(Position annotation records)
....................

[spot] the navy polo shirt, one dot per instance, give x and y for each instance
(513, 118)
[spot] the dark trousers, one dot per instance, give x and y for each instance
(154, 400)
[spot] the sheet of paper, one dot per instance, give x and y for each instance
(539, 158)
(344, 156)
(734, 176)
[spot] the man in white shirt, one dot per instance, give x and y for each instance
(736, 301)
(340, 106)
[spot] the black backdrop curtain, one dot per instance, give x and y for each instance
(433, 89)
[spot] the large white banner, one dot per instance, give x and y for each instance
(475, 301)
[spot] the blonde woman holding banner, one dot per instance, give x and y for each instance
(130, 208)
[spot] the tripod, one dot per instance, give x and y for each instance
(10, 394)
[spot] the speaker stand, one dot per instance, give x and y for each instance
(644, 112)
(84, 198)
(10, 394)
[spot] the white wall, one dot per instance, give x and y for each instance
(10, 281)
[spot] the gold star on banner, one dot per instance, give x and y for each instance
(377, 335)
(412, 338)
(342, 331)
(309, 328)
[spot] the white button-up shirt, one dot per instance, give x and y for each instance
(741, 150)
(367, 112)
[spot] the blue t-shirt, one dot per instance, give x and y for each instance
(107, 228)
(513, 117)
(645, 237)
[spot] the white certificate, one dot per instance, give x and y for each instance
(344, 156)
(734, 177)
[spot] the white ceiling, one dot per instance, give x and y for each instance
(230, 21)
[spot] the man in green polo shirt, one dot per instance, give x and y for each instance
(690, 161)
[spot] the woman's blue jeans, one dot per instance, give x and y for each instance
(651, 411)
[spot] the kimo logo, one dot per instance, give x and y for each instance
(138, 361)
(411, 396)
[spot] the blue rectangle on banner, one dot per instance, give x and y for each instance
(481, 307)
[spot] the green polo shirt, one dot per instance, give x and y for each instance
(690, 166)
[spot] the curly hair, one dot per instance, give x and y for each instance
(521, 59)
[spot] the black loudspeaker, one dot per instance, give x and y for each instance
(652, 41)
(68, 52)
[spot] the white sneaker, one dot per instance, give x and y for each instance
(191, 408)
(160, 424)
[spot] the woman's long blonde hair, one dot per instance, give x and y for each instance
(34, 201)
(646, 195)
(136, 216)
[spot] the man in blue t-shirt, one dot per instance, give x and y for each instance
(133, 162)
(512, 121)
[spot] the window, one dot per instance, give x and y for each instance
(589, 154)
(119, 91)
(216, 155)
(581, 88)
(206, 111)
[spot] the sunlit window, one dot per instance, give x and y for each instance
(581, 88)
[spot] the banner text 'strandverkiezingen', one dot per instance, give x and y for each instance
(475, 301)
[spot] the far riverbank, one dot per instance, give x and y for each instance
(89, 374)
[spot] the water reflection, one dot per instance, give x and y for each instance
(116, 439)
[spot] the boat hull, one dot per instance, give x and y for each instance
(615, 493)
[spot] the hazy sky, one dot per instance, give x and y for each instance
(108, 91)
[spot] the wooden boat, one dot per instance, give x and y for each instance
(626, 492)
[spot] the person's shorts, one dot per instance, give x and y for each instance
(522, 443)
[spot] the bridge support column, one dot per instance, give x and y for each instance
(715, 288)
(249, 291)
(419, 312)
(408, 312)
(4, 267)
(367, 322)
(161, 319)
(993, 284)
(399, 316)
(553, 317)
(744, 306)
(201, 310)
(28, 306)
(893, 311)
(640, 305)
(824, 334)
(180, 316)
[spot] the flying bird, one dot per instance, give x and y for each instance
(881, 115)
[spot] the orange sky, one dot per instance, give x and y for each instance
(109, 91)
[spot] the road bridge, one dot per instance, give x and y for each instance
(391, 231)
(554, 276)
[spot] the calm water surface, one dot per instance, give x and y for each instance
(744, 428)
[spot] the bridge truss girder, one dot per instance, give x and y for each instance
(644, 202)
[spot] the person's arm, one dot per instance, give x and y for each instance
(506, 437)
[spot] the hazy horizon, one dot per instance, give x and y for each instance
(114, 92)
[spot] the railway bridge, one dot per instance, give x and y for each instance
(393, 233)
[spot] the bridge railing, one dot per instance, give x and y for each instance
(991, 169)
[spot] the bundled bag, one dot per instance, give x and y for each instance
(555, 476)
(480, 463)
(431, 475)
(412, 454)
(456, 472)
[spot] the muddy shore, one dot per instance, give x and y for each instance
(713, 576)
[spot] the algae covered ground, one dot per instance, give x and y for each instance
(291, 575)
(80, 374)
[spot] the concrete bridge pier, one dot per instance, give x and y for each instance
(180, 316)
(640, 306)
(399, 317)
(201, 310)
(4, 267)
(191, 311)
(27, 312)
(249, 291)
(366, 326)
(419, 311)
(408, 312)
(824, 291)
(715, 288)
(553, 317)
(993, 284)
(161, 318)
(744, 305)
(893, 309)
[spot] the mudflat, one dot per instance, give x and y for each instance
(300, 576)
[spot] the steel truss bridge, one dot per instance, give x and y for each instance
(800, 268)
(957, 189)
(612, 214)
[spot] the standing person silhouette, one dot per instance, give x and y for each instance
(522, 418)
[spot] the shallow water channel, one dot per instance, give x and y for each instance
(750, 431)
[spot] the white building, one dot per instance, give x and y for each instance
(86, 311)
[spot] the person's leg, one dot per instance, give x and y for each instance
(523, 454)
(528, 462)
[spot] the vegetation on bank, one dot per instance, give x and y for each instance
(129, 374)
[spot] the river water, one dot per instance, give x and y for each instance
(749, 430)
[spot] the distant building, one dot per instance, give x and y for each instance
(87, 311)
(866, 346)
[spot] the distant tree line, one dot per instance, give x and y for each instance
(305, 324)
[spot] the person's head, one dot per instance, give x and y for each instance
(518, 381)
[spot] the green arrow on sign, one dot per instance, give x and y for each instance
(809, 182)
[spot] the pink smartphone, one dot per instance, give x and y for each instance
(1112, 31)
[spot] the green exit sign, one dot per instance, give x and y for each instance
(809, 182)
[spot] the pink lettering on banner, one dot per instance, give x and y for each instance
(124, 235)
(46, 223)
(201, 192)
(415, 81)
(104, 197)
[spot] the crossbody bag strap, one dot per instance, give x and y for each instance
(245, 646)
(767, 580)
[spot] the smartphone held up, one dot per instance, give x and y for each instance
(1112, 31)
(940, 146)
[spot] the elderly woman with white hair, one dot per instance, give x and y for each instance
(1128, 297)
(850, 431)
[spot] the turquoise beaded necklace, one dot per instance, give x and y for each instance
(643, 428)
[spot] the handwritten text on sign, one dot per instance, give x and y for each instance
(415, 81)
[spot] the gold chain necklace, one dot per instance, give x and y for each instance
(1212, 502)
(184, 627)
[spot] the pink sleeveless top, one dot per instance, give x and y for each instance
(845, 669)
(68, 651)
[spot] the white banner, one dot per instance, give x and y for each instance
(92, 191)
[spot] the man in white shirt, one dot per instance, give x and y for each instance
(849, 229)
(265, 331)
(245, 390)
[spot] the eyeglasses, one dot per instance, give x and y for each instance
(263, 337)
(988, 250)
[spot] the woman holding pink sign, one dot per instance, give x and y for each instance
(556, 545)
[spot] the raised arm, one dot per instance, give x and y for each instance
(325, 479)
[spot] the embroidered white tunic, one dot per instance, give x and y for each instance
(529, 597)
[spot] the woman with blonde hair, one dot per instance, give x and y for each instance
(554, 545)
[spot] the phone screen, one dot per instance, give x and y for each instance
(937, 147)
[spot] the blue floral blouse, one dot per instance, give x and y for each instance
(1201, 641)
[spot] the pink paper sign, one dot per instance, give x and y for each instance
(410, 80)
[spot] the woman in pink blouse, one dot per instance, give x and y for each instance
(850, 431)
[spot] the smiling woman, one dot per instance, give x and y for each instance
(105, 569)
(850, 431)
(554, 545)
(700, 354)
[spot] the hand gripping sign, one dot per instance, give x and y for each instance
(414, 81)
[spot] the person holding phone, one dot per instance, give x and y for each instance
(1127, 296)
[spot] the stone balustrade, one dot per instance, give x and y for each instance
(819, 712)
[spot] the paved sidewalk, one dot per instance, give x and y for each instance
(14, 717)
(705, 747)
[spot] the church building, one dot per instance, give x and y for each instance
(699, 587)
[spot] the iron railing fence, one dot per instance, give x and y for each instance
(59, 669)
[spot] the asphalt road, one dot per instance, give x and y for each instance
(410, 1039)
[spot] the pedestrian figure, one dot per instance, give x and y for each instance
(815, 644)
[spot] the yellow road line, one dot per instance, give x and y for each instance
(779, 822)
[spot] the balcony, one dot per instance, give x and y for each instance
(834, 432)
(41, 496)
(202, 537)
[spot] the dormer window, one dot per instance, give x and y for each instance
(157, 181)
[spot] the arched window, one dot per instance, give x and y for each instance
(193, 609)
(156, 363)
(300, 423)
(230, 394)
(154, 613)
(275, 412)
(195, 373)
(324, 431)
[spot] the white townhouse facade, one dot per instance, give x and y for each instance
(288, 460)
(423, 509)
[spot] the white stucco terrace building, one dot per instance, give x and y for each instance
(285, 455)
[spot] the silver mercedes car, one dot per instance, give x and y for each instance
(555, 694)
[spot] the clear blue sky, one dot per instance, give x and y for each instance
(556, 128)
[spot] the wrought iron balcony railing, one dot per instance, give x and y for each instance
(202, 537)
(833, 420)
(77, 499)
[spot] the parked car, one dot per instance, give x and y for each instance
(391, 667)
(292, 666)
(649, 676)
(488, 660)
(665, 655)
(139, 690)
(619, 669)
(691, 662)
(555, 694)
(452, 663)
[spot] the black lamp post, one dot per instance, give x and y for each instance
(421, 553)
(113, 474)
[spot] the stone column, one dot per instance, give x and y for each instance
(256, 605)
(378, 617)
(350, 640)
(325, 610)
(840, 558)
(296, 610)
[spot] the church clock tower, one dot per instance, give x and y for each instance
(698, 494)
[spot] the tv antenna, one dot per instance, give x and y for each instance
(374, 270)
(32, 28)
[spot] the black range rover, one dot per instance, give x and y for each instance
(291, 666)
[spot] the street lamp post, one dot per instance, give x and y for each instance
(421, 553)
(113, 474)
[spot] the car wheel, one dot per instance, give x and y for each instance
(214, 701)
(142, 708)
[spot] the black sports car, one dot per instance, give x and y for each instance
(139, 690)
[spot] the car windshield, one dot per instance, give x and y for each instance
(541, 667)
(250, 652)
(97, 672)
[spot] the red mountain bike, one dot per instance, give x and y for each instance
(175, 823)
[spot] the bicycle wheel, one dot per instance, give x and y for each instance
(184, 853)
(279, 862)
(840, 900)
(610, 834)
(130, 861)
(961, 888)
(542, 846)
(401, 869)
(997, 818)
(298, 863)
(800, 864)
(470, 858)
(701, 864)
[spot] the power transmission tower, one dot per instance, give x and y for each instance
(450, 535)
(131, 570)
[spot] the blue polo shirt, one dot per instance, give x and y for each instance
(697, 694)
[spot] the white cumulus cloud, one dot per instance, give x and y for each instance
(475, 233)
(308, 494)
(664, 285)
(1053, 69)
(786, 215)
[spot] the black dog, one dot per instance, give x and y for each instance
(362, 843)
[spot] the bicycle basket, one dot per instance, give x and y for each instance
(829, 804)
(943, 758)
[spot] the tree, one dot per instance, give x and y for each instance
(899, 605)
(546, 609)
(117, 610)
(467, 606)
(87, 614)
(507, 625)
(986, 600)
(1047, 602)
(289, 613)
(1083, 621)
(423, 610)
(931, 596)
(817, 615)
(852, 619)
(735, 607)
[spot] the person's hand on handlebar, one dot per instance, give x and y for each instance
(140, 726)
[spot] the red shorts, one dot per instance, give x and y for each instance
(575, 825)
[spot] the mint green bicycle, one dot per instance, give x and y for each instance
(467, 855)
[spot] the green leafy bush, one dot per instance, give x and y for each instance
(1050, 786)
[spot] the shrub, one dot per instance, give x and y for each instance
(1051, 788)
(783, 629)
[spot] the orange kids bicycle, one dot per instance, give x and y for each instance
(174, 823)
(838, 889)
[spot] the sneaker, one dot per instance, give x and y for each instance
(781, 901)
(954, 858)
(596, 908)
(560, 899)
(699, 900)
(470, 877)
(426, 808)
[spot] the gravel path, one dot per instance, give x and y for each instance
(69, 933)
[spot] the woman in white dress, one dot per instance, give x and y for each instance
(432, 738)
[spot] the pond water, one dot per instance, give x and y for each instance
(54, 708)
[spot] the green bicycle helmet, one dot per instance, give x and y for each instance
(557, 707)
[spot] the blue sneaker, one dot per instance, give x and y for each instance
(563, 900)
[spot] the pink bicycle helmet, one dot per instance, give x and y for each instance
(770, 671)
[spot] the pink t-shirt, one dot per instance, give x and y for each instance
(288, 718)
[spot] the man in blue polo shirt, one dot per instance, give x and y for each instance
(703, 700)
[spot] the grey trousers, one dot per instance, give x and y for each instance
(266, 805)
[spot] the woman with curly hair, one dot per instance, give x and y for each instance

....................

* Aim
From the listing, copy out word for word every line from the one containing "[spot] the turquoise" through the one containing "(410, 1039)", including both of those lines.

* Task solution
[spot] the turquoise beaded necklace, one dot per instance, give x and y for each instance
(643, 428)
[spot] the handwritten text on sign, one dot per instance, give x and y for each instance
(415, 81)
[spot] the gold chain necklace, one dot per instance, give x and y for each instance
(1212, 502)
(184, 627)
[spot] the pink sleeveless top, one dot per instance, give x and y for each instance
(845, 669)
(68, 651)
[spot] the white banner, one dot per instance, give x and y for each instance
(92, 191)
[spot] the man in white shirt, one dot per instance, give x and y for each instance
(849, 229)
(265, 331)
(245, 390)
[spot] the eyeglasses, one dot per instance, give x and y for each instance
(263, 337)
(988, 250)
[spot] the woman holding pink sign, one dot per instance, give x and y for each instance
(556, 545)
[spot] the raised arm, one dot per instance, give x and y for each instance
(325, 479)
[spot] the embroidered white tunic, one dot per instance, give x and y for each instance
(529, 597)
[spot] the woman with blonde hair, one dot per instance, give x and y for each instance
(554, 545)
[spot] the phone screen, one dot per instance, give x and y for each instance
(937, 147)
[spot] the blue floral blouse, one dot per instance, give x and y for each instance
(1201, 641)
[spot] the pink paper sign, one dot per instance, give x and y for each instance
(410, 80)
[spot] the woman in pink blouse, one dot per instance, give x and y for each instance
(850, 431)
[spot] the smiling woman, one dot per instance, give x and y for each instance
(105, 569)
(850, 431)
(554, 545)
(700, 354)
[spot] the hand gripping sign, one dot per instance, give x and y for each instance
(414, 81)
[spot] the person holding phone, one dot per instance, give x and y for each instance
(1127, 296)
[spot] the stone balustrade, one dot per instance, give x and y for each instance
(819, 712)
[spot] the paved sidewalk, one dot per instance, give x and y for each instance
(14, 717)
(705, 747)
[spot] the church building, one dot per instance, give x and y for each instance
(699, 587)
[spot] the iron railing fence, one dot per instance, give x and y for each instance
(59, 669)
[spot] the asphalt road, one dot per instance, give x and y for each instance
(410, 1039)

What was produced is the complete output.